What you will do
Filter the entries beneath this task, copying only the lines that hold the word "white".

*-*-*

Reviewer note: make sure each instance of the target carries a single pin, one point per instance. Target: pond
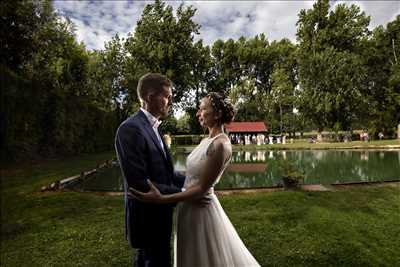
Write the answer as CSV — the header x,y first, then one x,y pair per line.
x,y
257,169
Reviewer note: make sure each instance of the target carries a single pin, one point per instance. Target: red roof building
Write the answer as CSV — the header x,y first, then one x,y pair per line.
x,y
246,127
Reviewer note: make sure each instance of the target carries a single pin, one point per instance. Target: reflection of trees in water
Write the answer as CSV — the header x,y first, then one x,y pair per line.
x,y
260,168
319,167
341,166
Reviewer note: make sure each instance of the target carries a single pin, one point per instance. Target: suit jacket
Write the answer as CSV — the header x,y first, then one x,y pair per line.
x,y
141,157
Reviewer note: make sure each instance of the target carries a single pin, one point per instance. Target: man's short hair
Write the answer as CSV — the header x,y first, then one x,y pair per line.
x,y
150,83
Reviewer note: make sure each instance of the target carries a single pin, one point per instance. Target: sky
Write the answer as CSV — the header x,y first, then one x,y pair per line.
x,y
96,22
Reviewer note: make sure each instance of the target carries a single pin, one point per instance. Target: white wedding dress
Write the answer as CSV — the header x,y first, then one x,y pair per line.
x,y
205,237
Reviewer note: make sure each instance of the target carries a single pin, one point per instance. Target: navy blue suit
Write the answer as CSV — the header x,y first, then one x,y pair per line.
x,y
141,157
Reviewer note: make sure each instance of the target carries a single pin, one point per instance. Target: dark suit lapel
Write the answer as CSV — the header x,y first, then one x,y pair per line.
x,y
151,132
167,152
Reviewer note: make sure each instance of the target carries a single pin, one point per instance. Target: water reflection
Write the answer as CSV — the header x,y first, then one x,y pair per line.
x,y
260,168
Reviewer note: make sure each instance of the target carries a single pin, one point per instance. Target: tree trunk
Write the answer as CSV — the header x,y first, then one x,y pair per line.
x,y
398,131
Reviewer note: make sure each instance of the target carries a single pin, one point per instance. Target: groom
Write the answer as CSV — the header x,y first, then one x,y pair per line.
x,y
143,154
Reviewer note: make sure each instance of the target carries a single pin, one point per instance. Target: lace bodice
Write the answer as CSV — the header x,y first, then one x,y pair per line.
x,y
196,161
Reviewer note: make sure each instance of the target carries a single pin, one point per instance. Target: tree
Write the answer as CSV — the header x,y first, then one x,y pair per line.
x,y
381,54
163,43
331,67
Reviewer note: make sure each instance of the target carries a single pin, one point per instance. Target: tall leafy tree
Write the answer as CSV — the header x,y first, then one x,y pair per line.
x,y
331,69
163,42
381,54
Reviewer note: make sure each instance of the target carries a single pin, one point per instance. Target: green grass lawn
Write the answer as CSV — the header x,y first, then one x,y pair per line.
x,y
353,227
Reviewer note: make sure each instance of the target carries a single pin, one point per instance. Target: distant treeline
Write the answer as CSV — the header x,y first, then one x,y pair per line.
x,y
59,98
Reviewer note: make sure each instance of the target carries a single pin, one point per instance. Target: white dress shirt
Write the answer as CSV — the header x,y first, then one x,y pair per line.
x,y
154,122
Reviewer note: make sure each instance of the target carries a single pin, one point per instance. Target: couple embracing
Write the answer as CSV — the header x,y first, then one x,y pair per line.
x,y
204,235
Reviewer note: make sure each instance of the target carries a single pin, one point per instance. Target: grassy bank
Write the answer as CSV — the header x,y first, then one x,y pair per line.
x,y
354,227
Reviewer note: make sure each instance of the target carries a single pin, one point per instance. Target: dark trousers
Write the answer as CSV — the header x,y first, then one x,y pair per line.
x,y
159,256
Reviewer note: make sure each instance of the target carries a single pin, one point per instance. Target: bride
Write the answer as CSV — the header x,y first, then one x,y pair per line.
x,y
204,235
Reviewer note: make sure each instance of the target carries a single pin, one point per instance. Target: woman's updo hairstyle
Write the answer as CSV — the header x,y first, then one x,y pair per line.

*-*-*

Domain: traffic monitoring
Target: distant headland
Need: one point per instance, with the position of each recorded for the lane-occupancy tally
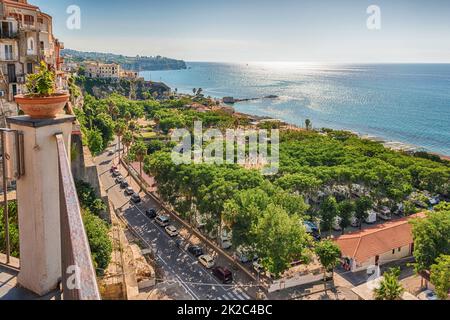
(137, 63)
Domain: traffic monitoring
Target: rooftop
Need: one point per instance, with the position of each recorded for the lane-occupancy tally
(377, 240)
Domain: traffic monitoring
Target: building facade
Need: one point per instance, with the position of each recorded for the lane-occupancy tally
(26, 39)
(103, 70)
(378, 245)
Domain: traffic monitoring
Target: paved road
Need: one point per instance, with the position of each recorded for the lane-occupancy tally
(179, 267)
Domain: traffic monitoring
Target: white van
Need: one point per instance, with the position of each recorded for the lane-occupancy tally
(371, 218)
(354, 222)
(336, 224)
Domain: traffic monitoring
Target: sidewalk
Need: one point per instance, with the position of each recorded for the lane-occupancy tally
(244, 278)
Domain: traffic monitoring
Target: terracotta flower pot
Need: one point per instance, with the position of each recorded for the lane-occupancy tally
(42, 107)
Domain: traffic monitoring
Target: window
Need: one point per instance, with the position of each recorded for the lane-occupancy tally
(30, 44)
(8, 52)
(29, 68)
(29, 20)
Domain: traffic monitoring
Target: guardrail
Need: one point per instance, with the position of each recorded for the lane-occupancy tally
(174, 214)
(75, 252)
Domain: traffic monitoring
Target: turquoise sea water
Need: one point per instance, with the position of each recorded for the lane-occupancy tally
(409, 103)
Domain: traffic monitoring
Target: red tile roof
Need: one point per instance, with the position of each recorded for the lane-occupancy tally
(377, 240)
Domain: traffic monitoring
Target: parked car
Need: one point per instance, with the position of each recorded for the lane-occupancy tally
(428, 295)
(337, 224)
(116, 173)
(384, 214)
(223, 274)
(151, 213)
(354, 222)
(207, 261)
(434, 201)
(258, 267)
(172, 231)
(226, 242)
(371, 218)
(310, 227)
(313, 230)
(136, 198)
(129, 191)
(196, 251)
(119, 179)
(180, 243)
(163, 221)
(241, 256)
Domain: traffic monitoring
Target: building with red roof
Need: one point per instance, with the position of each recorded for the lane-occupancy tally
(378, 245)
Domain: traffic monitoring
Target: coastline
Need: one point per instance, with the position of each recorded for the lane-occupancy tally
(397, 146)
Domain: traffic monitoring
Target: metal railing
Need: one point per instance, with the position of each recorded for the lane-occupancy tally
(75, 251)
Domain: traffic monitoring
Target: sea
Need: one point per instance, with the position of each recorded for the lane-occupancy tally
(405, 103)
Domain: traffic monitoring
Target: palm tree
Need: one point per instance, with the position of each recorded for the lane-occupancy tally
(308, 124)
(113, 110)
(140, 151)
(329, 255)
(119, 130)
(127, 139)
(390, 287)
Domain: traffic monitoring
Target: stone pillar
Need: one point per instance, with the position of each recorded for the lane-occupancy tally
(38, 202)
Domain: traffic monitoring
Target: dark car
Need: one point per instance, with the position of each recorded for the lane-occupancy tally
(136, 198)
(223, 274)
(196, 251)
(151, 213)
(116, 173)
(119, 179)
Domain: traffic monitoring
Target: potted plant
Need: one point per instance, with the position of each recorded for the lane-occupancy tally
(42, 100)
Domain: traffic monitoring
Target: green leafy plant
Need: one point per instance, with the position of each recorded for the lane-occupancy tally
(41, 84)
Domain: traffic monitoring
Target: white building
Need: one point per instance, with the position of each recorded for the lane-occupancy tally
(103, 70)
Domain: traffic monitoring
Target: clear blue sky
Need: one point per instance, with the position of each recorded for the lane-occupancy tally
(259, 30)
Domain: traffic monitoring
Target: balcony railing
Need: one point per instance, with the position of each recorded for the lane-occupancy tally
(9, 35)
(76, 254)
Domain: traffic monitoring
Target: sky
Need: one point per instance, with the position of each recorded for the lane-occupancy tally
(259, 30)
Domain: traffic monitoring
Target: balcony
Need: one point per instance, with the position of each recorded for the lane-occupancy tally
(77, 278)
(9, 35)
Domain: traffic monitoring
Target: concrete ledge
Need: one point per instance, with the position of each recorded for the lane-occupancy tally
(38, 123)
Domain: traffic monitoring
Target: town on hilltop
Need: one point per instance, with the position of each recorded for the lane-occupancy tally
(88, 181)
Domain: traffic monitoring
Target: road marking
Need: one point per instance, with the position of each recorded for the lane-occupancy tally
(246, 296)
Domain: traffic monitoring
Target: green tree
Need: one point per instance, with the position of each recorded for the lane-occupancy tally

*-*-*

Answer box
Reviewer note: make sure each instance of the target carries a single pin, one point per instance. Target: white wedding dress
Reviewer note: make sure each instance of the target carries a single pin, one point per instance. Target: white dress shirt
Target: white van
Target: white building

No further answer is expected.